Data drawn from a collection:
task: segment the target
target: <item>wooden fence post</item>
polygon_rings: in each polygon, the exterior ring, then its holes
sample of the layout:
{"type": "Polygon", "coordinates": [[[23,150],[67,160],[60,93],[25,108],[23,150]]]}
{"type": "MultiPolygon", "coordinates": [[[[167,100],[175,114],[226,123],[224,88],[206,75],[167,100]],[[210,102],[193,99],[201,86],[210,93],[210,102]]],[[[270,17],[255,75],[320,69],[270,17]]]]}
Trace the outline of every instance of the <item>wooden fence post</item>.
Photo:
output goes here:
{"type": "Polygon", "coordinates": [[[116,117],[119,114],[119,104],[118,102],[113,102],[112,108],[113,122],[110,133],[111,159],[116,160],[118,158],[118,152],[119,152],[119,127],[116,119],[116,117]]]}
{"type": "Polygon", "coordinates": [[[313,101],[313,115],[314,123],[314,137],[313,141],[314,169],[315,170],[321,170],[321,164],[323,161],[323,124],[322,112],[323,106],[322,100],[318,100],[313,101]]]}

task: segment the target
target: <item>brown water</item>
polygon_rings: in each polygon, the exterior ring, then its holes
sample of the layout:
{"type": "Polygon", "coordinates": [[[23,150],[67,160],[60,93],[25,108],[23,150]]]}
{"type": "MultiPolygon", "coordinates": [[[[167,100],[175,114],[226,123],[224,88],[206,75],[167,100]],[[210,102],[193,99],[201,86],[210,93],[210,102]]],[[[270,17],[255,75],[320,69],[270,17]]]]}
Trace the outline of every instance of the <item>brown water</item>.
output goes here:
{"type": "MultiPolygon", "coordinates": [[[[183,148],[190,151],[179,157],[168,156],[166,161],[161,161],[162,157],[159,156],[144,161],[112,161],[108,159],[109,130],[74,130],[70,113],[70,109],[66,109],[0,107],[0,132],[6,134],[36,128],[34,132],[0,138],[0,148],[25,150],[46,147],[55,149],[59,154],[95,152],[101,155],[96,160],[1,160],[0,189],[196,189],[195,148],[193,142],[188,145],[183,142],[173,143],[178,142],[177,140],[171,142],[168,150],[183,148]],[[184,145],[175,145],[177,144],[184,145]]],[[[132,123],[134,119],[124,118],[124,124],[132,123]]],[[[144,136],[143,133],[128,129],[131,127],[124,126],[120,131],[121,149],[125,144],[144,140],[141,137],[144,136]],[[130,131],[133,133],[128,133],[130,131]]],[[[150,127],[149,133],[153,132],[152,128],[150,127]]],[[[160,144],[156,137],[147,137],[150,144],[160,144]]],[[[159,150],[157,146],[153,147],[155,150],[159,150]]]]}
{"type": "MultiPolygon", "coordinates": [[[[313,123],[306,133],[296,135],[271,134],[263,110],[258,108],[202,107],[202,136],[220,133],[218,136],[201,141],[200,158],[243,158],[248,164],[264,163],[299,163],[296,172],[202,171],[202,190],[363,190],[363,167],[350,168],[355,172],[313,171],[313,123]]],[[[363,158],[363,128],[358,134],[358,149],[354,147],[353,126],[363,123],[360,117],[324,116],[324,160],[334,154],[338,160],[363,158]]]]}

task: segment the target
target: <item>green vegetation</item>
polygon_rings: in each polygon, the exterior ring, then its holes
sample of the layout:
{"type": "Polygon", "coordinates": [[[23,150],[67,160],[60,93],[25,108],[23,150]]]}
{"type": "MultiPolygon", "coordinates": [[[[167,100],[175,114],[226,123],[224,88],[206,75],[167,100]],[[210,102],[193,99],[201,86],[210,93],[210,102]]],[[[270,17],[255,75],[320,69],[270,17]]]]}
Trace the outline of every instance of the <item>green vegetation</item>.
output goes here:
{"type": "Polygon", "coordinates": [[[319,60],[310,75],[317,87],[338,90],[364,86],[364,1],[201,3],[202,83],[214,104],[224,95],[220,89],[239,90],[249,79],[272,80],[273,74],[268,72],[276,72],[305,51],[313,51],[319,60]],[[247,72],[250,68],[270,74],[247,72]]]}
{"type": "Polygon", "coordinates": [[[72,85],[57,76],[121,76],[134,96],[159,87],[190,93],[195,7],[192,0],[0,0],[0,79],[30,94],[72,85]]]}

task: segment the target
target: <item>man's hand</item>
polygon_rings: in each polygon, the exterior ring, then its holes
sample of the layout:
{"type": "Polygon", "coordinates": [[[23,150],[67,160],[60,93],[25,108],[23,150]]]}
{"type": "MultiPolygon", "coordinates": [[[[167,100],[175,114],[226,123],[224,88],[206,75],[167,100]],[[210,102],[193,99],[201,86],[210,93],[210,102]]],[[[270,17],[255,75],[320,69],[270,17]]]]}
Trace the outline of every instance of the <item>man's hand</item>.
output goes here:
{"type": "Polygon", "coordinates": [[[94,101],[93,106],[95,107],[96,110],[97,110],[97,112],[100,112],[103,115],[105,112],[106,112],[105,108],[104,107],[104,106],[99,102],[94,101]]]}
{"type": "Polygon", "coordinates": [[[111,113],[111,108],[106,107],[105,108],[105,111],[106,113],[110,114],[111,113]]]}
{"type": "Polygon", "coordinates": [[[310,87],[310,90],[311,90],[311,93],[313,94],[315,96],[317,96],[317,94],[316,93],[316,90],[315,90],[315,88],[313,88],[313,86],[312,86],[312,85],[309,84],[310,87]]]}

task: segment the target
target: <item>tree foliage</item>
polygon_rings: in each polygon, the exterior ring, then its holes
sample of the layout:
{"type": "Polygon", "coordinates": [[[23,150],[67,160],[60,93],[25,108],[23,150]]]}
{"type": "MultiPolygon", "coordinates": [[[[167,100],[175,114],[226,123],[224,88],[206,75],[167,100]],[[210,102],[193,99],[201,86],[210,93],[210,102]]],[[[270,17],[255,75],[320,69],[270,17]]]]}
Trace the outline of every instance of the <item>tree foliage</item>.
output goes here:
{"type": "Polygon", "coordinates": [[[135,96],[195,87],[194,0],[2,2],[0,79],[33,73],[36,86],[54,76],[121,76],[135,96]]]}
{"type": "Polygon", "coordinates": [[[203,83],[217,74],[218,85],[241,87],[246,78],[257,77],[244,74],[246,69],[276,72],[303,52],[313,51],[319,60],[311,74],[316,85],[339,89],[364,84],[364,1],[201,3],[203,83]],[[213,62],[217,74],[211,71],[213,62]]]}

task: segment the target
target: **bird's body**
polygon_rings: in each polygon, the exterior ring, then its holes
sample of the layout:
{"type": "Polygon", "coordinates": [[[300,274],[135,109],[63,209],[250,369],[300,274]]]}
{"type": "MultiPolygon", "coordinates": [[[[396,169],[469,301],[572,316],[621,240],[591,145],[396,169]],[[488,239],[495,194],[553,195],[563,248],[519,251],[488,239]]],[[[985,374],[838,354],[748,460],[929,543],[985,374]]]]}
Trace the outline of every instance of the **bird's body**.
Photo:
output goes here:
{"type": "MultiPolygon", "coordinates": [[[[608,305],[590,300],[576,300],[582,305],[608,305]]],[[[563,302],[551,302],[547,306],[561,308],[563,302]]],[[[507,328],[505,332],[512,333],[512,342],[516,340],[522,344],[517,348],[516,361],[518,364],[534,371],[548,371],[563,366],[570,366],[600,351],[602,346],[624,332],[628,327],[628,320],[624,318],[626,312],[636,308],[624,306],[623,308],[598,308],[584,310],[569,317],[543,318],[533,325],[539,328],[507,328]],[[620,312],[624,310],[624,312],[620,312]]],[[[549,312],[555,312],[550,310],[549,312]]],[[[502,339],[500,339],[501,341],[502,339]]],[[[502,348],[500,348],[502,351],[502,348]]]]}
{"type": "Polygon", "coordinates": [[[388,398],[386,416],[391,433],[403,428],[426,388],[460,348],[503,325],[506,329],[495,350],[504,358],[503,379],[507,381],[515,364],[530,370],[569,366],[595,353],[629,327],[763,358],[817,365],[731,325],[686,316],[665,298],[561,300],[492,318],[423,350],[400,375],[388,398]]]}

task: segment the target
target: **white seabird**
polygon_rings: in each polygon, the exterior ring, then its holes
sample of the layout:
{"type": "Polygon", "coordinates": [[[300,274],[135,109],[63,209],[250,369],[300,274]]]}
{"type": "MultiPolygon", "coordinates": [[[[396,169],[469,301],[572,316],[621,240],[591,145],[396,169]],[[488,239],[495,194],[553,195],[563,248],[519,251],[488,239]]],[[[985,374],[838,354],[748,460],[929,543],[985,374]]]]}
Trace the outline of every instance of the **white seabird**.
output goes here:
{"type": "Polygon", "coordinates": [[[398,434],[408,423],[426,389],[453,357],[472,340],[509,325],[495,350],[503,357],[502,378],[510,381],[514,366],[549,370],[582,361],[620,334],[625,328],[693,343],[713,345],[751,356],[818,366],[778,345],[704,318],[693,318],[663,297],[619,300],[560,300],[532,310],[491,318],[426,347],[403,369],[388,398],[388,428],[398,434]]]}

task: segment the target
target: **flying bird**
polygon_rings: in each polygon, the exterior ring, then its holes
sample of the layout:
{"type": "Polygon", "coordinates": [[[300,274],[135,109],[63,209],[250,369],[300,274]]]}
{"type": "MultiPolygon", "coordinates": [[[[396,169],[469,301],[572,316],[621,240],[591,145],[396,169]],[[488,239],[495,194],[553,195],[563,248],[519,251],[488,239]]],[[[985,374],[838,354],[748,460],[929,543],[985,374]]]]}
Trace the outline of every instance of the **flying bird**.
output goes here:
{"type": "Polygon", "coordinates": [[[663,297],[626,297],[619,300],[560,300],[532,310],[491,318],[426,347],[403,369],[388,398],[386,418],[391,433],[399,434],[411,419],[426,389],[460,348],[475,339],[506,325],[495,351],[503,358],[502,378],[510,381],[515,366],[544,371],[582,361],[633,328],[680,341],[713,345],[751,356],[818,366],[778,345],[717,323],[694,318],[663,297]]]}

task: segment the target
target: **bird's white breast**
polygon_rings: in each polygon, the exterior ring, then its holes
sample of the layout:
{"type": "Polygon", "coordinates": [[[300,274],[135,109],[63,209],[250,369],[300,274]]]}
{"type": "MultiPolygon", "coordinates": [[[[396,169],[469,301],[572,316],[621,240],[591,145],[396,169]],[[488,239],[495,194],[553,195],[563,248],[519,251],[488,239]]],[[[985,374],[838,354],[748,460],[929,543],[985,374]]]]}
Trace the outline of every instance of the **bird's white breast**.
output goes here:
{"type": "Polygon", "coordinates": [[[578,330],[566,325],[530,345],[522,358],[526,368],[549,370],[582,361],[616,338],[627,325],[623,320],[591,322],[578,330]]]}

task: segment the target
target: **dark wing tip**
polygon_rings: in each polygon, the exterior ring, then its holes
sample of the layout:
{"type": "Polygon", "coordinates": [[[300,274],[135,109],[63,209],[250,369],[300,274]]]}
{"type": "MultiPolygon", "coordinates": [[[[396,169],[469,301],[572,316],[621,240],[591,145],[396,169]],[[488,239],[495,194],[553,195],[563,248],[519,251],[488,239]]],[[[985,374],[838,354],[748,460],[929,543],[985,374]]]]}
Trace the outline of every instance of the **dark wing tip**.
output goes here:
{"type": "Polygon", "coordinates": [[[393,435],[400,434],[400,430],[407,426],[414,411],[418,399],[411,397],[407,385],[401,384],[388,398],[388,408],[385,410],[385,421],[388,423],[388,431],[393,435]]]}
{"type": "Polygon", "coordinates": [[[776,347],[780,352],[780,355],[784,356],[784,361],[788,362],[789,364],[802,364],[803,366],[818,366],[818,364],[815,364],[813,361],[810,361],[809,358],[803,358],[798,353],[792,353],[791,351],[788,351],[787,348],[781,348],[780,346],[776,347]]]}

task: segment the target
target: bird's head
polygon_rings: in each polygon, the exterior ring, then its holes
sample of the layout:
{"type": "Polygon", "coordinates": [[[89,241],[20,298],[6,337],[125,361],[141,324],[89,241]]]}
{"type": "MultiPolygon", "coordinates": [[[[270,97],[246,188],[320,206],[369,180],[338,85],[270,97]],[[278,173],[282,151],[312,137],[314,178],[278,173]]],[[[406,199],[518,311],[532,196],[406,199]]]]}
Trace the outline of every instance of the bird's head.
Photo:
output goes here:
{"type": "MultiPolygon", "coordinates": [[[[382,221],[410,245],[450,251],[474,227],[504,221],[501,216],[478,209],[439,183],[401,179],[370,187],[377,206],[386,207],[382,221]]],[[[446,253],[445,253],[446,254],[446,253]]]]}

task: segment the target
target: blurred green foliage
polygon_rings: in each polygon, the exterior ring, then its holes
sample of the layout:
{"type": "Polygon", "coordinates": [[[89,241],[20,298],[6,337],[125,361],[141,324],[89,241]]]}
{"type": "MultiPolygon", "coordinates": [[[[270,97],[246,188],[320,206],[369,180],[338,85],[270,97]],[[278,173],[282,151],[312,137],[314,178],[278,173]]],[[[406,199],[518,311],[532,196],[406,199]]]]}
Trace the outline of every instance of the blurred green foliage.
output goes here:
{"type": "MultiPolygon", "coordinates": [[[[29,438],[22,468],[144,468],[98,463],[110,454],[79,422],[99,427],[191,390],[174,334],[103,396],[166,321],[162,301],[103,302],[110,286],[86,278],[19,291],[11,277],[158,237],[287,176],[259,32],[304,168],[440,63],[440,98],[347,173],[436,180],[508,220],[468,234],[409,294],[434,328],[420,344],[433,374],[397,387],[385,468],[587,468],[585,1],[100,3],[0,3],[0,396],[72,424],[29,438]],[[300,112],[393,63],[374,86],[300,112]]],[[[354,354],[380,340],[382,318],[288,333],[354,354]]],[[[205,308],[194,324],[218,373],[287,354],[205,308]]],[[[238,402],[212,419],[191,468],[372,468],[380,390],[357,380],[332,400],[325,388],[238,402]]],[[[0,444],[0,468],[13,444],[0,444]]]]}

(Goal):
How many lines in the records contain the word "flying"? Reply with the number alone.

(Solution to the problem):
2